# [Entries supplied]
## Begin

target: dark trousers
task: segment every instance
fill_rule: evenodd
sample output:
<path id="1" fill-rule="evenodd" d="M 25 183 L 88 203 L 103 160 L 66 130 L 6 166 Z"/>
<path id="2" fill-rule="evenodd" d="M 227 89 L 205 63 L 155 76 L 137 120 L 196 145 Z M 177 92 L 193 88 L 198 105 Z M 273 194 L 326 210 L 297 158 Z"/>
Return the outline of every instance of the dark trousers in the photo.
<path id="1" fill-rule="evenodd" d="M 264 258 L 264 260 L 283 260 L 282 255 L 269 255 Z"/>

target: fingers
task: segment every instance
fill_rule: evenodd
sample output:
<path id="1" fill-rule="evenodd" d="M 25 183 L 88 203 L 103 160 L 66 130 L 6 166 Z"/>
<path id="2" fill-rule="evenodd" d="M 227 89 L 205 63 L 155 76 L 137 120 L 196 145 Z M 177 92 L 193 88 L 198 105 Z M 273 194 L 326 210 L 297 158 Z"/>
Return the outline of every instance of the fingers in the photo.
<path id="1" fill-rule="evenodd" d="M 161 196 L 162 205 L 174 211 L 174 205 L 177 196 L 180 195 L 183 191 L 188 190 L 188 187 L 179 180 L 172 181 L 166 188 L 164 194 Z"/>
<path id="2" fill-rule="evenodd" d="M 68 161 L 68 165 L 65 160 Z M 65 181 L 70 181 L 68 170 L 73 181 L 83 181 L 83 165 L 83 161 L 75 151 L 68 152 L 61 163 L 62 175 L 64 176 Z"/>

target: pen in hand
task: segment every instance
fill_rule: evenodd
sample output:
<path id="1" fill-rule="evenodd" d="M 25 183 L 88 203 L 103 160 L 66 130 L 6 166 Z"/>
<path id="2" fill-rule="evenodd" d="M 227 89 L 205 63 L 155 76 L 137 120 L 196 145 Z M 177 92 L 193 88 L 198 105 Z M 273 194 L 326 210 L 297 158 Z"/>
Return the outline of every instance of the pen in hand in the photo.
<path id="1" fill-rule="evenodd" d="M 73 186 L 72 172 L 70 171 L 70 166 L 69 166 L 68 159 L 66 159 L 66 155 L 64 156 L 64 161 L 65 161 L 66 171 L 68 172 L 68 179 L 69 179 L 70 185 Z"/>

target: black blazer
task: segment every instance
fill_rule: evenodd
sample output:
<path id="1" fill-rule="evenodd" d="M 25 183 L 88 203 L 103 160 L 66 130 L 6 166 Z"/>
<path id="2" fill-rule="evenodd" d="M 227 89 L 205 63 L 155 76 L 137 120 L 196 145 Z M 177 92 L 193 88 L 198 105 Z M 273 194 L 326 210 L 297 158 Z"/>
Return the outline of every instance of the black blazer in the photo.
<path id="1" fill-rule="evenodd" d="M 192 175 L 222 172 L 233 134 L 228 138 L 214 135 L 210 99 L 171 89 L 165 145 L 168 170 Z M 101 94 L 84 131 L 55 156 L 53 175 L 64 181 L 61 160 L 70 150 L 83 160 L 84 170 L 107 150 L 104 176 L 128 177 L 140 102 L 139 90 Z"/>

## End

# [What you should do]
Please reproduce all of the material above verbatim, every line from first to last, without changing anything.

# [Exercise answer]
target: dark trousers
task: segment every instance
fill_rule: evenodd
sample output:
<path id="1" fill-rule="evenodd" d="M 25 183 L 88 203 L 103 160 L 66 130 L 6 166 Z"/>
<path id="2" fill-rule="evenodd" d="M 227 89 L 205 63 L 155 76 L 137 120 L 196 145 Z M 177 92 L 193 88 L 198 105 Z M 273 194 L 326 210 L 297 158 Z"/>
Return the outline of every instance of the dark trousers in the photo.
<path id="1" fill-rule="evenodd" d="M 264 258 L 264 260 L 283 260 L 282 255 L 269 255 Z"/>

target: fingers
task: segment every instance
fill_rule: evenodd
sample output:
<path id="1" fill-rule="evenodd" d="M 25 183 L 88 203 L 103 160 L 66 130 L 6 166 Z"/>
<path id="2" fill-rule="evenodd" d="M 227 89 L 205 63 L 155 76 L 137 120 L 196 145 Z M 177 92 L 193 88 L 198 105 Z M 273 194 L 326 210 L 297 158 Z"/>
Return the outline of every instance of the fingers in the photo.
<path id="1" fill-rule="evenodd" d="M 161 196 L 162 205 L 174 211 L 174 205 L 177 196 L 180 195 L 183 191 L 188 190 L 188 187 L 179 180 L 172 181 L 166 188 L 164 194 Z"/>
<path id="2" fill-rule="evenodd" d="M 68 161 L 68 165 L 65 160 Z M 65 181 L 70 181 L 68 170 L 73 181 L 83 181 L 83 165 L 83 161 L 75 151 L 68 152 L 61 163 L 62 175 L 64 176 Z"/>

target: pen in hand
task: segment every instance
fill_rule: evenodd
sample output:
<path id="1" fill-rule="evenodd" d="M 25 183 L 88 203 L 103 160 L 66 130 L 6 166 Z"/>
<path id="2" fill-rule="evenodd" d="M 227 89 L 205 63 L 155 76 L 137 120 L 196 145 Z M 177 92 L 193 88 L 198 105 Z M 273 194 L 326 210 L 297 158 Z"/>
Return the outline of every instance of the pen in hand in the photo.
<path id="1" fill-rule="evenodd" d="M 73 186 L 72 172 L 70 171 L 70 166 L 69 166 L 68 159 L 66 159 L 66 155 L 64 156 L 64 161 L 65 161 L 66 171 L 68 172 L 68 179 L 69 179 L 70 185 Z"/>

target: black blazer
task: segment every instance
fill_rule: evenodd
sample output:
<path id="1" fill-rule="evenodd" d="M 25 183 L 88 203 L 103 160 L 66 130 L 6 166 Z"/>
<path id="2" fill-rule="evenodd" d="M 227 89 L 205 63 L 155 76 L 137 120 L 196 145 Z M 177 92 L 193 88 L 198 105 Z M 273 194 L 326 210 L 297 158 Z"/>
Return the outline of every instance of the black blazer in the photo.
<path id="1" fill-rule="evenodd" d="M 192 175 L 222 172 L 233 134 L 228 138 L 214 135 L 210 99 L 171 89 L 165 145 L 168 170 Z M 101 94 L 84 131 L 55 156 L 53 175 L 64 181 L 61 160 L 70 150 L 83 160 L 84 170 L 107 150 L 104 176 L 128 177 L 140 102 L 139 90 Z"/>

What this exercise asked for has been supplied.